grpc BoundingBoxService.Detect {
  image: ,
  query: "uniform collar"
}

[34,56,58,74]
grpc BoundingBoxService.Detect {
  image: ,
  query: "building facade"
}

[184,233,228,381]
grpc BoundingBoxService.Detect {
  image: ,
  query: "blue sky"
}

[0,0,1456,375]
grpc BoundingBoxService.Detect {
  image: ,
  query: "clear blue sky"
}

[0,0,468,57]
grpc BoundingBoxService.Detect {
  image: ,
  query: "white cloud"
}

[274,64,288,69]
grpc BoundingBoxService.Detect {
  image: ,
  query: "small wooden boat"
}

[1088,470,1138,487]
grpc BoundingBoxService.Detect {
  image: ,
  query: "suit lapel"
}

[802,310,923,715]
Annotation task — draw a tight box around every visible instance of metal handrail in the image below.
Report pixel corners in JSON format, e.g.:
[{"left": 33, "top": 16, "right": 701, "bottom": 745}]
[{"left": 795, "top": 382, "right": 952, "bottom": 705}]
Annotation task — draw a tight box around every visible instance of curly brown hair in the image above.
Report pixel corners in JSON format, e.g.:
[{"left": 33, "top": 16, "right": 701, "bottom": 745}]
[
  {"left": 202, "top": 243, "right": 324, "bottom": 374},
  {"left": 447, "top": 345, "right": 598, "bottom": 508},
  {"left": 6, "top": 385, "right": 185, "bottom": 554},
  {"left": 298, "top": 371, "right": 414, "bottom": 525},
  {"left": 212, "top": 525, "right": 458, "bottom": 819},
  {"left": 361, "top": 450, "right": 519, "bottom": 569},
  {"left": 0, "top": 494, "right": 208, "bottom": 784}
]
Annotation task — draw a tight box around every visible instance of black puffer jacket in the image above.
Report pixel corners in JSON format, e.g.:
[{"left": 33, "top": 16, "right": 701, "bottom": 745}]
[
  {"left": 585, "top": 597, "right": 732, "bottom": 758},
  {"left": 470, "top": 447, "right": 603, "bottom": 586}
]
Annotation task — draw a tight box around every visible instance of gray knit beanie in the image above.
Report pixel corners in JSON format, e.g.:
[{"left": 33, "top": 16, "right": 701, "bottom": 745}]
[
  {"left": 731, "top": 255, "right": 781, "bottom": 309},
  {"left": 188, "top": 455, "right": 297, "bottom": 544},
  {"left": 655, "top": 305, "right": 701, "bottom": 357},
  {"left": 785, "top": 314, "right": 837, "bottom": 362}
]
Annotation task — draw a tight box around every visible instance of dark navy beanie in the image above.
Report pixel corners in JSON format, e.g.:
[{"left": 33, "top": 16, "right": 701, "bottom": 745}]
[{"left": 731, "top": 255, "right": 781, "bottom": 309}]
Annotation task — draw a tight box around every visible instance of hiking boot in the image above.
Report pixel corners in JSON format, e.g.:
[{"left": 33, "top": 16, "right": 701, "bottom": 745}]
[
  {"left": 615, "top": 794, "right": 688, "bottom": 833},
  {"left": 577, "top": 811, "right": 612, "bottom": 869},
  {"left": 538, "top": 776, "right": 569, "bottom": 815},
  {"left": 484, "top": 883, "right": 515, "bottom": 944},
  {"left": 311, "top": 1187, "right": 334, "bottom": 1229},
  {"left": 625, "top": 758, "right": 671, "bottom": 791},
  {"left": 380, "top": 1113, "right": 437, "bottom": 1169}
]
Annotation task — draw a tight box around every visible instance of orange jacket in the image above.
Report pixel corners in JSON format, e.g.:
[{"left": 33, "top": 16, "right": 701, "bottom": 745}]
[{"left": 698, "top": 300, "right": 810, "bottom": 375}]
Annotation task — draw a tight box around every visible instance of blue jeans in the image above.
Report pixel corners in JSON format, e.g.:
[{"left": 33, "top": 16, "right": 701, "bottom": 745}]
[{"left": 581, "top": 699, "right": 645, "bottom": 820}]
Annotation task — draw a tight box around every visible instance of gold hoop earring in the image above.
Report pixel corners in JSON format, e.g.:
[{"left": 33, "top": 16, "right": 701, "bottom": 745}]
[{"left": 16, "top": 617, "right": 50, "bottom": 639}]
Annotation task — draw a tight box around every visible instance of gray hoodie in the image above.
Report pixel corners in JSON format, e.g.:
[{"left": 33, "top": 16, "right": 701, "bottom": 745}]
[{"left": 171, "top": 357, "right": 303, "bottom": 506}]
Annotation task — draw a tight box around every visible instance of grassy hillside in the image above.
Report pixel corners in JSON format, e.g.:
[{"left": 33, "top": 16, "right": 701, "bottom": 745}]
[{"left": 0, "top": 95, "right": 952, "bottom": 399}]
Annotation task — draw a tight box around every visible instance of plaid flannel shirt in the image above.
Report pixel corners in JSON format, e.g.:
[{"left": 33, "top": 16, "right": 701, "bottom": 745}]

[Written request] Can you recast all of the data above as a JSON list of strings, one string per line, with blank lines left out?

[Correct output]
[
  "grpc BoundingBoxService.Detect {",
  "  image: ,",
  "  query: \"uniform collar\"",
  "}",
  "[34,56,58,74]",
  "grpc BoundingBoxService.Detect {",
  "  image: ,",
  "  query: \"building facade\"",
  "}",
  "[184,233,228,381]",
  "grpc BoundingBoxService.Detect {",
  "  image: ,",
  "  query: \"blue sky\"",
  "}",
  "[0,0,1456,375]",
  "grpc BoundingBoxService.Detect {",
  "  image: ,",
  "  query: \"clear blue sky\"",
  "}",
  "[0,0,468,57]",
  "grpc BoundingBoxService.Detect {",
  "  image: ,",
  "  query: \"white cloud\"",
  "}",
  "[274,64,288,69]",
  "grpc BoundingBoxService.Detect {",
  "  image: ,",
  "  query: \"small wooden boat\"",
  "}",
  "[1088,470,1138,487]",
  "grpc BoundingBoxService.Detect {",
  "  image: ,",
  "  query: \"suit lapel\"",
  "}",
  "[802,310,923,715]",
  "Annotation task — draw a tight box around every visible instance of metal handrail in the image below.",
  "Report pixel corners in JSON format, e.g.:",
  "[{\"left\": 33, \"top\": 16, \"right\": 701, \"bottom\": 745}]",
  "[{\"left\": 795, \"top\": 382, \"right\": 952, \"bottom\": 705}]",
  "Annotation task — draw a tight box around every visible instance of curly brown hair in the image above.",
  "Report pixel corners in JSON format, e.g.:",
  "[{\"left\": 33, \"top\": 16, \"right\": 701, \"bottom\": 745}]",
  "[",
  "  {\"left\": 202, \"top\": 243, \"right\": 324, \"bottom\": 374},",
  "  {\"left\": 447, \"top\": 345, \"right\": 598, \"bottom\": 508},",
  "  {\"left\": 6, \"top\": 385, \"right\": 185, \"bottom\": 554},",
  "  {\"left\": 298, \"top\": 371, \"right\": 414, \"bottom\": 525},",
  "  {\"left\": 212, \"top\": 525, \"right\": 458, \"bottom\": 819},",
  "  {\"left\": 361, \"top\": 450, \"right\": 519, \"bottom\": 569},",
  "  {\"left\": 0, \"top\": 494, \"right\": 208, \"bottom\": 784}",
  "]",
  "Annotation task — draw a tight box around every visible instance of black puffer jacket in the image above.",
  "Report pixel corners in JSON format, e.g.:",
  "[{\"left\": 33, \"top\": 16, \"right\": 701, \"bottom\": 745}]",
  "[",
  "  {\"left\": 585, \"top\": 597, \"right\": 732, \"bottom\": 758},",
  "  {\"left\": 470, \"top\": 447, \"right\": 603, \"bottom\": 586}",
  "]",
  "Annotation task — draw a tight box around every visible instance of gray knit beanie in the image above.",
  "Report pixel corners in JSON format, e.g.:",
  "[{\"left\": 33, \"top\": 16, \"right\": 701, \"bottom\": 745}]",
  "[",
  "  {\"left\": 731, \"top\": 255, \"right\": 781, \"bottom\": 309},",
  "  {\"left\": 188, \"top\": 455, \"right\": 297, \"bottom\": 544},",
  "  {\"left\": 655, \"top\": 305, \"right\": 701, \"bottom\": 357},",
  "  {\"left\": 785, \"top\": 314, \"right\": 837, \"bottom\": 362}",
  "]",
  "Annotation task — draw a tight box around every visible instance of dark navy beanie in the image above.",
  "Report pixel corners in JSON format, e.g.:",
  "[{\"left\": 33, \"top\": 16, \"right\": 701, \"bottom\": 745}]",
  "[{\"left\": 731, \"top\": 255, \"right\": 781, \"bottom\": 309}]",
  "Annotation task — draw a tight box around every visible instance of hiking boot in the image above.",
  "Report pixel corners in JSON format, e.g.:",
  "[{\"left\": 33, \"top\": 16, \"right\": 701, \"bottom\": 745}]",
  "[",
  "  {\"left\": 615, \"top\": 794, \"right\": 688, \"bottom\": 833},",
  "  {\"left\": 577, \"top\": 811, \"right\": 612, \"bottom\": 869},",
  "  {\"left\": 538, \"top\": 776, \"right\": 569, \"bottom\": 815},",
  "  {\"left\": 484, \"top\": 883, \"right\": 515, \"bottom\": 944},",
  "  {\"left\": 311, \"top\": 1187, \"right\": 334, \"bottom\": 1229},",
  "  {\"left\": 625, \"top\": 758, \"right\": 671, \"bottom\": 791},",
  "  {\"left\": 380, \"top\": 1113, \"right\": 437, \"bottom\": 1169}",
  "]",
  "Annotation task — draw a tight box around every visible instance of orange jacket in the image above.",
  "Report pixel corners in JSON format, e.g.:",
  "[{\"left\": 33, \"top\": 16, \"right\": 701, \"bottom\": 745}]",
  "[{\"left\": 698, \"top\": 300, \"right\": 810, \"bottom\": 375}]",
  "Annotation task — draw a tight box around every visible instance of blue jeans in the image above.",
  "Report pixel corners in JSON format, e.g.:",
  "[{\"left\": 33, \"top\": 16, \"right\": 701, \"bottom\": 745}]",
  "[{\"left\": 581, \"top\": 699, \"right\": 645, \"bottom\": 820}]",
  "Annotation task — draw a tight box around every visible instance of gold hoop earring in the image above.",
  "Report pixel corners in JSON format, e.g.:",
  "[{\"left\": 33, \"top\": 16, \"right\": 701, \"bottom\": 745}]",
  "[{\"left\": 16, \"top\": 617, \"right\": 50, \"bottom\": 639}]",
  "Annotation task — draw a tight box around every visible instance of gray hoodie in the image above.",
  "Report pixel corners in JSON format, e.g.:",
  "[{\"left\": 33, \"top\": 16, \"right\": 701, \"bottom\": 745}]",
  "[{\"left\": 171, \"top\": 357, \"right\": 303, \"bottom\": 506}]",
  "Annotation task — draw a tight box around every visible instance of grassy hillside in the image above.",
  "Report pixel corners in JSON format, e.g.:",
  "[{\"left\": 33, \"top\": 16, \"right\": 701, \"bottom\": 745}]",
  "[{\"left\": 0, \"top\": 95, \"right\": 952, \"bottom\": 399}]",
  "Annotation task — draw a tight box around every visible instance of plaid flannel shirt in the image above.",
  "Report pixel corners in JSON format, e.g.:",
  "[{\"left\": 33, \"top\": 16, \"right\": 701, \"bottom\": 745}]"
]